▶ [TUGAS LATIHAN] Ketik ulang seluruh daftar di bawah ini tanpa mengubah satu baris pun. Gambar-gambarnya jangan ikut dimasukkan ke dalam jawaban.

▶ [BAGIAN DATA]
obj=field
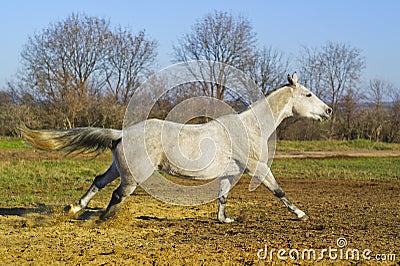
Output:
[0,138,400,265]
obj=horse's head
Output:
[288,72,332,121]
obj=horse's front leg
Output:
[255,163,309,221]
[65,162,119,216]
[218,176,234,223]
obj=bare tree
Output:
[21,14,110,126]
[174,11,256,100]
[105,28,157,104]
[246,46,289,95]
[20,14,156,127]
[300,42,365,137]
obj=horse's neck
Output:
[244,86,293,129]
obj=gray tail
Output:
[21,127,122,154]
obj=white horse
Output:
[23,73,332,223]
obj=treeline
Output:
[0,11,400,142]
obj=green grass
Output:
[0,137,29,149]
[272,157,400,181]
[276,139,400,152]
[0,138,400,207]
[0,158,116,206]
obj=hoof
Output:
[218,217,235,223]
[64,204,82,216]
[297,214,310,221]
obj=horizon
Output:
[0,0,400,90]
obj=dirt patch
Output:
[0,178,400,265]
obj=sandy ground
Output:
[0,175,400,265]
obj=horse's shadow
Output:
[0,204,103,221]
[0,204,55,217]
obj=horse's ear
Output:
[288,72,298,87]
[292,72,298,84]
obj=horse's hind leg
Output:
[260,169,308,221]
[66,162,119,215]
[101,181,137,220]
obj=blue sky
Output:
[0,0,400,89]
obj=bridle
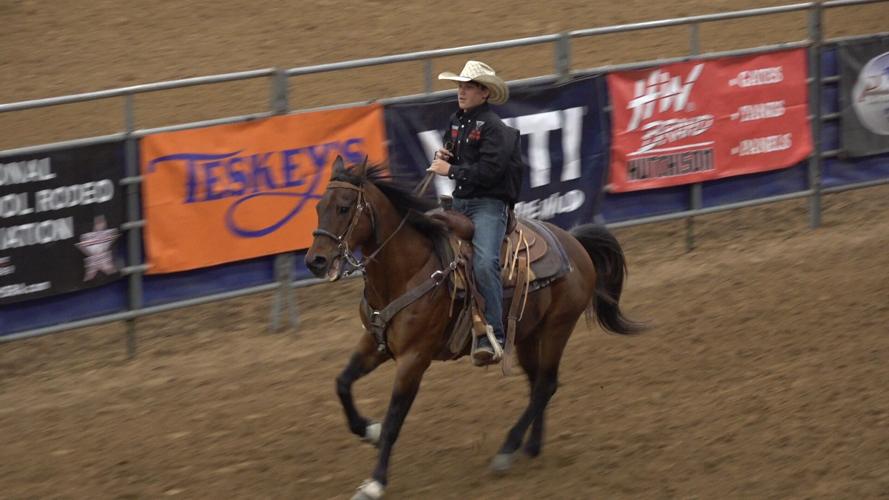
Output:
[312,181,407,270]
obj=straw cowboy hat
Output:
[438,61,509,104]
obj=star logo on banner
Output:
[76,215,120,281]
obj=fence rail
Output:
[0,0,889,350]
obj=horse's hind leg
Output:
[491,322,574,472]
[336,334,389,444]
[516,338,546,457]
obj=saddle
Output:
[428,205,570,374]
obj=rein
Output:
[312,181,459,356]
[312,181,407,271]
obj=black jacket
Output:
[444,103,524,205]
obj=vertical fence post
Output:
[124,94,143,359]
[685,23,704,252]
[808,2,824,229]
[423,59,435,94]
[270,69,299,331]
[555,32,571,81]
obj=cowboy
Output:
[427,61,522,366]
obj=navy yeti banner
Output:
[385,77,608,228]
[0,142,124,304]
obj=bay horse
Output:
[305,156,639,499]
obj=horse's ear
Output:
[355,155,367,181]
[330,155,346,179]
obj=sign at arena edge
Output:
[838,36,889,158]
[607,49,812,192]
[141,105,386,273]
[0,142,124,305]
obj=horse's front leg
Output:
[352,353,432,500]
[336,333,389,444]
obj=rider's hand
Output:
[435,148,454,160]
[426,159,451,175]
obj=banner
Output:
[386,78,607,228]
[0,142,124,304]
[839,37,889,157]
[608,49,812,192]
[141,105,386,273]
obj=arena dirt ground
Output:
[0,0,889,499]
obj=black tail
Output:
[571,224,642,334]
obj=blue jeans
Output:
[453,197,507,344]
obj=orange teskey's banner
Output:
[141,105,386,273]
[608,49,812,192]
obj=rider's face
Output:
[457,82,491,110]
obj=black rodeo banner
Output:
[0,142,124,304]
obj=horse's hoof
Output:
[361,422,383,446]
[491,453,514,474]
[523,445,540,458]
[352,479,385,500]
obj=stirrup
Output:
[471,325,503,366]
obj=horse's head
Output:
[305,156,374,281]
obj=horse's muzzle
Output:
[306,254,343,281]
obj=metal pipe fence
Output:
[0,0,889,350]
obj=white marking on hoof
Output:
[364,422,383,445]
[491,453,513,473]
[352,479,385,500]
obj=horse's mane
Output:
[331,164,447,239]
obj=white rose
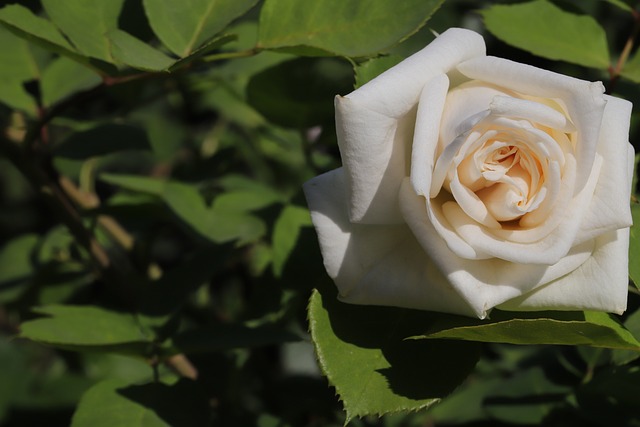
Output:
[304,29,633,318]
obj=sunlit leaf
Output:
[144,0,257,57]
[42,0,124,62]
[258,0,442,57]
[20,305,153,347]
[108,30,175,71]
[40,57,102,106]
[0,4,86,62]
[308,291,479,421]
[71,379,209,427]
[603,0,635,12]
[481,0,610,69]
[413,310,640,351]
[0,25,47,82]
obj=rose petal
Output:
[442,156,602,265]
[335,97,415,224]
[499,228,629,314]
[489,96,576,132]
[336,29,485,224]
[347,28,486,118]
[304,169,474,315]
[400,180,593,318]
[411,74,449,195]
[457,57,606,193]
[576,96,633,241]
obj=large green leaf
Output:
[144,0,257,57]
[0,4,86,62]
[0,25,44,82]
[108,30,175,71]
[101,174,266,243]
[412,310,640,351]
[629,203,640,288]
[71,379,209,427]
[481,0,610,69]
[20,305,153,348]
[258,0,443,57]
[247,58,353,128]
[42,0,124,62]
[620,51,640,83]
[54,123,151,160]
[354,55,402,88]
[601,0,636,12]
[308,290,479,422]
[108,29,235,72]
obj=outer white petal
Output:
[411,74,449,196]
[577,96,633,241]
[499,228,629,314]
[304,169,474,315]
[335,97,415,224]
[336,28,485,224]
[400,179,593,318]
[347,28,486,117]
[458,57,606,193]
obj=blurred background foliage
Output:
[0,0,640,427]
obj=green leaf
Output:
[42,0,124,62]
[20,305,153,347]
[213,187,282,212]
[144,0,257,57]
[629,203,640,288]
[247,58,353,128]
[108,30,175,71]
[0,234,39,303]
[40,57,102,107]
[0,25,46,82]
[169,34,236,71]
[0,79,38,116]
[480,0,610,69]
[412,310,640,351]
[53,123,151,160]
[355,55,402,89]
[0,4,87,62]
[483,367,571,425]
[603,0,634,12]
[101,174,266,243]
[612,310,640,365]
[272,205,311,277]
[258,0,443,57]
[308,290,480,422]
[620,51,640,83]
[71,379,209,427]
[172,324,300,354]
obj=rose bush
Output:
[304,29,633,318]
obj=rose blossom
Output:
[304,29,633,318]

▶ [JAWABAN LATIHAN]
obj=field
Output:
[0,138,400,265]
obj=horse's head
Output:
[288,72,332,121]
obj=horse's front leg
Output:
[255,163,309,221]
[65,162,119,216]
[218,176,234,223]
obj=bare tree
Output:
[21,14,110,126]
[174,11,256,100]
[105,28,157,104]
[246,46,289,95]
[20,14,156,127]
[300,42,365,137]
obj=horse's neck
Output:
[244,86,293,129]
obj=gray tail
Output:
[21,127,122,154]
obj=white horse
Output:
[23,73,332,223]
obj=treeline
Output:
[0,11,400,142]
obj=green grass
Output:
[0,137,29,149]
[272,157,400,181]
[276,139,400,152]
[0,138,400,207]
[0,158,116,206]
obj=hoof
Output:
[218,217,235,223]
[64,204,82,216]
[297,214,310,221]
obj=horizon
Output:
[0,0,400,90]
obj=dirt patch
Output:
[0,178,400,265]
obj=sandy ground
Output:
[0,175,400,265]
obj=horse's shadow
Output:
[0,204,103,221]
[0,204,55,217]
obj=horse's ear
Output:
[288,72,298,87]
[292,72,298,84]
obj=horse's hind leg
Output:
[260,169,308,221]
[66,162,119,215]
[101,181,137,220]
obj=blue sky
Output:
[0,0,400,89]
obj=bridle
Output:
[312,181,407,270]
obj=straw cowboy hat
Output:
[438,61,509,104]
obj=star logo on banner
Output:
[76,215,120,281]
obj=fence rail
Output:
[0,0,889,350]
obj=horse's hind leg
Output:
[491,322,574,472]
[336,334,389,444]
[516,338,546,457]
obj=saddle
Output:
[428,205,570,374]
obj=rein
Output:
[312,181,459,356]
[312,181,407,271]
obj=black jacket
Output:
[444,103,524,205]
obj=vertical fence post
Output:
[124,94,143,359]
[685,23,704,252]
[808,2,824,229]
[423,59,435,94]
[270,69,299,331]
[555,32,571,81]
obj=cowboy
Output:
[427,61,522,366]
obj=navy yeti banner
Output:
[385,77,608,228]
[0,142,124,304]
obj=bay horse
Output:
[305,156,639,499]
obj=horse's ear
Output:
[355,155,367,181]
[330,155,346,179]
obj=sign at arena edge
Output:
[838,36,889,158]
[607,49,812,192]
[141,105,386,273]
[0,142,124,305]
obj=horse's front leg
Output:
[352,353,432,500]
[336,333,389,444]
obj=rider's hand
Output:
[435,148,454,160]
[426,159,451,175]
obj=banner
Output:
[386,78,607,228]
[0,142,124,304]
[839,37,889,157]
[608,49,812,192]
[141,105,386,273]
obj=arena dirt ground
Output:
[0,0,889,499]
obj=black tail
Output:
[571,224,642,334]
obj=blue jeans
Output:
[453,197,507,344]
obj=orange teskey's banner
Output:
[141,105,386,273]
[608,49,812,192]
obj=rider's face
Output:
[457,82,491,110]
obj=black rodeo banner
Output:
[0,142,124,304]
obj=horse's hoof
Output:
[361,422,383,446]
[491,453,514,474]
[523,445,540,458]
[352,479,385,500]
obj=stirrup
Output:
[471,325,503,366]
obj=horse's head
Output:
[305,156,374,281]
obj=horse's muzzle
Output:
[306,254,343,281]
obj=metal pipe fence
Output:
[0,0,889,350]
obj=white marking on hoof
Output:
[364,422,383,445]
[491,453,513,473]
[352,479,385,500]
obj=horse's mane
Output:
[331,164,447,239]
obj=white rose
Output:
[304,29,633,318]
obj=sunlit leaf
Output:
[144,0,257,57]
[42,0,124,62]
[258,0,442,57]
[20,305,153,347]
[108,30,175,71]
[40,57,102,106]
[0,4,86,62]
[308,291,479,421]
[71,379,209,427]
[603,0,635,12]
[481,0,610,69]
[413,310,640,351]
[0,25,47,82]
obj=rose petal
Output:
[442,156,602,265]
[335,97,415,224]
[499,228,629,314]
[489,96,576,132]
[336,29,485,224]
[347,28,486,118]
[304,169,474,315]
[400,180,593,318]
[411,74,449,195]
[457,57,606,193]
[576,96,633,241]
obj=large green leaf
Output:
[144,0,257,57]
[0,4,86,62]
[0,25,44,82]
[108,30,175,71]
[101,174,266,243]
[412,310,640,351]
[629,203,640,288]
[71,379,209,427]
[481,0,610,69]
[20,305,153,348]
[258,0,443,57]
[247,58,353,128]
[42,0,124,62]
[620,51,640,83]
[54,123,151,160]
[354,55,402,88]
[601,0,636,12]
[308,290,479,422]
[108,29,235,72]
obj=outer white petal
Output:
[411,74,449,196]
[577,96,633,241]
[499,228,629,314]
[304,169,474,315]
[335,97,415,224]
[336,28,485,224]
[400,179,593,318]
[347,28,486,117]
[458,57,606,193]
obj=blurred background foliage
Output:
[0,0,640,427]
obj=green leaf
Output:
[42,0,124,62]
[20,305,153,347]
[213,187,282,212]
[144,0,257,57]
[629,203,640,288]
[247,58,353,128]
[108,30,175,71]
[0,234,39,303]
[40,57,102,107]
[0,25,46,82]
[169,34,236,71]
[0,79,38,116]
[480,0,610,69]
[412,310,640,351]
[53,123,151,160]
[355,55,402,89]
[0,4,87,62]
[483,367,571,425]
[603,0,634,12]
[101,174,266,243]
[612,310,640,365]
[272,205,311,277]
[258,0,443,57]
[308,290,480,422]
[620,51,640,83]
[71,379,209,427]
[172,324,300,354]
obj=rose bush
Output:
[304,29,633,318]
obj=rose blossom
Output:
[304,29,633,318]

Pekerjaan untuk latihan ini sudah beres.